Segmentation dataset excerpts
-- START --
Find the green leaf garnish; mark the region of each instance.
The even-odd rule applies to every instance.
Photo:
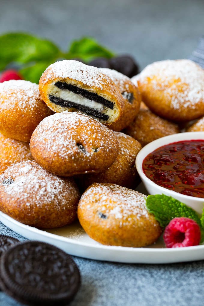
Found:
[[[24,79],[33,83],[38,83],[40,76],[46,68],[53,61],[40,62],[20,69],[19,72]]]
[[[146,204],[149,212],[153,214],[162,227],[165,227],[174,218],[183,217],[193,219],[200,228],[200,243],[204,241],[204,208],[200,219],[196,212],[190,207],[164,194],[148,196],[146,199]]]
[[[41,76],[50,64],[63,59],[89,61],[99,57],[110,58],[114,54],[95,39],[83,37],[74,40],[67,52],[53,43],[23,33],[8,33],[0,36],[0,71],[8,65],[17,63],[25,80],[38,83]]]
[[[13,62],[25,64],[48,61],[61,53],[53,43],[25,33],[9,33],[0,36],[0,67]]]
[[[79,40],[74,40],[67,54],[69,58],[81,58],[85,61],[97,57],[109,58],[114,55],[113,52],[100,46],[95,39],[90,37],[83,37]]]
[[[192,219],[201,228],[201,222],[195,211],[178,200],[164,194],[148,196],[147,209],[153,214],[162,227],[165,227],[174,218],[185,217]]]

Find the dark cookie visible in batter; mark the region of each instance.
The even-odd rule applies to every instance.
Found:
[[[74,102],[64,100],[62,98],[51,95],[49,95],[49,99],[50,102],[54,103],[57,105],[59,105],[62,107],[73,107],[80,111],[85,113],[88,115],[94,116],[96,118],[102,119],[103,120],[108,120],[109,118],[109,116],[107,115],[102,114],[97,110],[95,110],[91,107],[89,107],[88,106],[78,104]]]
[[[4,253],[0,273],[2,289],[29,305],[67,305],[80,283],[79,271],[70,256],[39,241],[19,243]]]
[[[94,92],[91,92],[87,90],[80,88],[71,84],[68,84],[65,82],[57,82],[54,85],[60,89],[68,89],[77,95],[80,95],[87,99],[89,99],[89,100],[93,100],[102,104],[103,105],[106,106],[111,110],[113,109],[114,105],[112,102],[109,101],[106,99],[105,99],[102,97],[98,95]]]

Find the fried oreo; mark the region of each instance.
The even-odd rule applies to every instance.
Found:
[[[52,64],[41,76],[39,89],[54,111],[82,112],[104,124],[117,120],[124,108],[120,91],[108,76],[77,61]]]
[[[26,241],[4,253],[0,263],[0,286],[28,305],[67,304],[80,283],[79,269],[71,257],[48,244]]]

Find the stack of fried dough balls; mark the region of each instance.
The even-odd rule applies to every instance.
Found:
[[[72,178],[49,173],[29,149],[32,134],[53,112],[37,84],[23,80],[0,84],[0,209],[38,227],[62,226],[76,218],[80,198]]]
[[[141,103],[139,84],[66,60],[45,70],[39,91],[27,81],[0,84],[0,209],[30,225],[61,226],[76,217],[79,188],[88,188],[78,214],[91,237],[124,246],[155,242],[161,229],[145,196],[132,190],[135,159],[142,146],[179,130]]]

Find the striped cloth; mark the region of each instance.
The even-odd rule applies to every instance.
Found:
[[[200,39],[197,48],[193,52],[189,58],[204,68],[204,35]]]

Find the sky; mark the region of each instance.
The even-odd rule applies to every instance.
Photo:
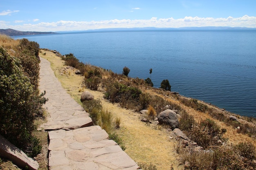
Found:
[[[256,28],[256,0],[0,0],[0,29]]]

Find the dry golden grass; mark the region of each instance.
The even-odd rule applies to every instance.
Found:
[[[51,52],[44,51],[43,53],[46,53],[46,55],[40,55],[40,56],[51,62],[52,68],[63,86],[79,103],[81,104],[80,98],[83,91],[89,91],[93,94],[95,99],[99,99],[101,100],[103,110],[107,109],[110,111],[114,117],[121,118],[120,128],[117,130],[117,132],[125,144],[126,148],[125,152],[133,159],[138,162],[148,163],[152,162],[157,166],[158,170],[170,169],[172,164],[173,165],[175,170],[183,168],[182,166],[179,165],[177,159],[178,155],[174,147],[176,141],[175,139],[170,139],[168,132],[165,129],[160,126],[153,127],[146,125],[140,121],[137,113],[122,108],[117,104],[113,104],[106,101],[103,97],[102,92],[84,88],[82,85],[84,77],[75,75],[75,70],[69,71],[70,74],[61,75],[59,71],[66,67],[63,65],[64,61]],[[221,128],[227,130],[224,137],[228,138],[230,144],[236,144],[241,142],[247,141],[256,146],[255,138],[250,137],[247,135],[237,133],[236,130],[231,126],[227,126],[225,123],[212,118],[207,113],[202,113],[184,106],[172,95],[164,94],[155,90],[145,88],[143,91],[179,104],[188,113],[193,115],[197,121],[207,118],[213,119]]]
[[[42,54],[46,53],[46,55]],[[47,59],[51,62],[51,66],[55,75],[61,82],[63,87],[78,103],[82,91],[79,89],[82,87],[83,77],[75,75],[75,70],[70,71],[70,74],[63,74],[59,71],[66,66],[64,61],[53,53],[42,51],[40,57]],[[117,133],[121,137],[125,144],[125,150],[130,157],[137,162],[150,163],[157,166],[158,170],[170,169],[173,165],[175,170],[183,169],[179,166],[175,152],[175,139],[170,139],[164,129],[155,129],[147,126],[139,118],[139,115],[132,110],[123,108],[117,104],[113,104],[103,98],[104,94],[98,91],[89,91],[94,99],[99,99],[102,102],[103,110],[111,112],[114,117],[121,117],[120,128]],[[47,92],[46,92],[47,93]]]
[[[14,40],[5,35],[0,34],[0,46],[8,50],[17,50],[17,46],[19,43],[18,40]]]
-- END --
Rewrite the part of the entries that opens with the line containing "Find the sky;" and closes at the end of the entries, changing "golden" to "yellow" and keeping everything else the same. Leave the pictures out of your answer.

> RESPONSE TO THE EXERCISE:
Find the sky; mark the region of each instance.
The even-odd rule applies to every instance.
Photo:
Found:
[[[256,28],[256,0],[0,0],[0,29]]]

Find the dry yellow grass; mark the region of each instance.
The even-odd rule applies to every instance.
Found:
[[[51,52],[44,51],[43,53],[46,53],[46,55],[40,55],[40,56],[51,62],[52,68],[63,86],[79,103],[81,104],[80,98],[83,91],[89,91],[93,94],[95,99],[99,99],[101,100],[103,110],[107,109],[110,111],[114,117],[121,118],[120,128],[117,130],[117,132],[125,144],[126,148],[125,152],[133,159],[138,162],[148,163],[152,162],[157,166],[158,170],[170,169],[172,164],[173,165],[175,170],[183,168],[182,166],[179,165],[177,159],[178,155],[174,147],[176,141],[175,139],[170,139],[168,132],[165,129],[160,126],[153,127],[146,125],[140,121],[137,113],[122,108],[117,104],[113,104],[106,101],[103,97],[102,92],[84,88],[82,85],[84,77],[75,75],[75,70],[69,71],[70,74],[61,75],[59,71],[66,67],[63,65],[64,61]],[[221,128],[227,130],[224,137],[228,138],[230,144],[236,144],[241,142],[247,141],[256,146],[255,138],[250,137],[247,135],[237,133],[236,130],[231,126],[227,126],[225,123],[212,118],[207,113],[202,113],[184,106],[172,95],[164,94],[155,90],[145,88],[143,91],[179,104],[188,113],[193,115],[197,121],[207,118],[213,119]]]
[[[42,54],[46,53],[46,55]],[[47,59],[51,62],[51,66],[55,75],[61,82],[63,87],[78,103],[82,91],[79,89],[82,87],[83,77],[75,75],[75,70],[70,71],[70,74],[63,74],[59,71],[66,66],[64,61],[53,53],[42,51],[40,57]],[[117,133],[121,137],[125,144],[125,150],[130,157],[137,162],[150,163],[157,166],[158,170],[170,169],[173,165],[175,170],[183,169],[179,166],[175,152],[175,139],[170,139],[164,129],[155,129],[147,126],[139,118],[139,115],[132,110],[123,108],[117,104],[113,104],[103,98],[104,94],[98,91],[89,91],[94,99],[99,99],[102,102],[103,110],[111,112],[114,117],[121,117],[120,128]],[[47,92],[46,92],[47,93]]]
[[[14,40],[5,35],[0,34],[0,46],[8,50],[17,50],[17,46],[19,43],[18,40]]]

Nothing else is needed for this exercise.